Segment Start: Page text

The Children of the Poor is an exhibition in Guildford House of illustrations by Edith Farmiloe of children in the parishes of Soho and Hackney around 1895-1909.
Some of them, which are used here, are taken from the book Rag, Tag, and Bobtail (1899) which was illustrated by Edith Farmiloe with verse by Winifred Parnell.
The illustrations in Guildford House showed children playing a game where you hit a bicycle wheel down the street with a stick (I cannot recall what it is called), playing hopscotch.
Sadly I did not give the exhibition the attention it deserved as I was on my way to Godalming (a mistake).
Edith Farmiloe wrote about and illustrated the children who lived in the parishes of her husband, first in Soho, then in Hackney.
This was the world my grandparents grew up in as children.
The exhibition was like seeing the world of Charles Dickens brought to life.
She was a self-taught artist.
The exhibition in Guildford House, in the cobbled High Street in Guildford ends on Saturday 13 October 2012. It cries out for an extension.

Segment End: Page text
Segment Start: Data for review

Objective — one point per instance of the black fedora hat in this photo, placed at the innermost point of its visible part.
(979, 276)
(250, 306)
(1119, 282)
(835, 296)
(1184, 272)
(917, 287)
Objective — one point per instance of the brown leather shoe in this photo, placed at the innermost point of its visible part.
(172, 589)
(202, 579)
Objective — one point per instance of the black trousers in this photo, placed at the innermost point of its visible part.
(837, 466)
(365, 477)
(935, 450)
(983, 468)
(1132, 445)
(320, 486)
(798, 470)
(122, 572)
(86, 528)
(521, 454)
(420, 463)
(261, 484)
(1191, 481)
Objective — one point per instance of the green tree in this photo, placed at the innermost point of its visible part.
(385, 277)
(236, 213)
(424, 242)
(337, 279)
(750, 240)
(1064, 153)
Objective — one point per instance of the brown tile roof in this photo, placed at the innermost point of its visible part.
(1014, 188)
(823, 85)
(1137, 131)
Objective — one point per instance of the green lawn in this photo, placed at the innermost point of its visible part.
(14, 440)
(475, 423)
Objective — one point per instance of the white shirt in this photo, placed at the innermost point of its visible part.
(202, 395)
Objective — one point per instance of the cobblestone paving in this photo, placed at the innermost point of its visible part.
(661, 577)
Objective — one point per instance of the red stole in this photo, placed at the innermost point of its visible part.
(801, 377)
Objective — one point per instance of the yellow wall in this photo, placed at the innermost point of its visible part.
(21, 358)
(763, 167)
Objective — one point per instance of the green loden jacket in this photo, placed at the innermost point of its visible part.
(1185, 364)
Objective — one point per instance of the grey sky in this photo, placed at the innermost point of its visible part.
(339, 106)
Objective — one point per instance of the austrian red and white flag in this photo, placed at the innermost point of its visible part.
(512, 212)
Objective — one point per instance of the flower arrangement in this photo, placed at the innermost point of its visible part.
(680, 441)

Segment End: Data for review

> _Task objective_
Reproduce the full text about the Children of the Poor exhibition word for word.

> _The answer_
The Children of the Poor is an exhibition in Guildford House of illustrations by Edith Farmiloe of children in the parishes of Soho and Hackney around 1895-1909.
Some of them, which are used here, are taken from the book Rag, Tag, and Bobtail (1899) which was illustrated by Edith Farmiloe with verse by Winifred Parnell.
The illustrations in Guildford House showed children playing a game where you hit a bicycle wheel down the street with a stick (I cannot recall what it is called), playing hopscotch.
Sadly I did not give the exhibition the attention it deserved as I was on my way to Godalming (a mistake).
Edith Farmiloe wrote about and illustrated the children who lived in the parishes of her husband, first in Soho, then in Hackney.
This was the world my grandparents grew up in as children.
The exhibition was like seeing the world of Charles Dickens brought to life.
She was a self-taught artist.
The exhibition in Guildford House, in the cobbled High Street in Guildford ends on Saturday 13 October 2012. It cries out for an extension.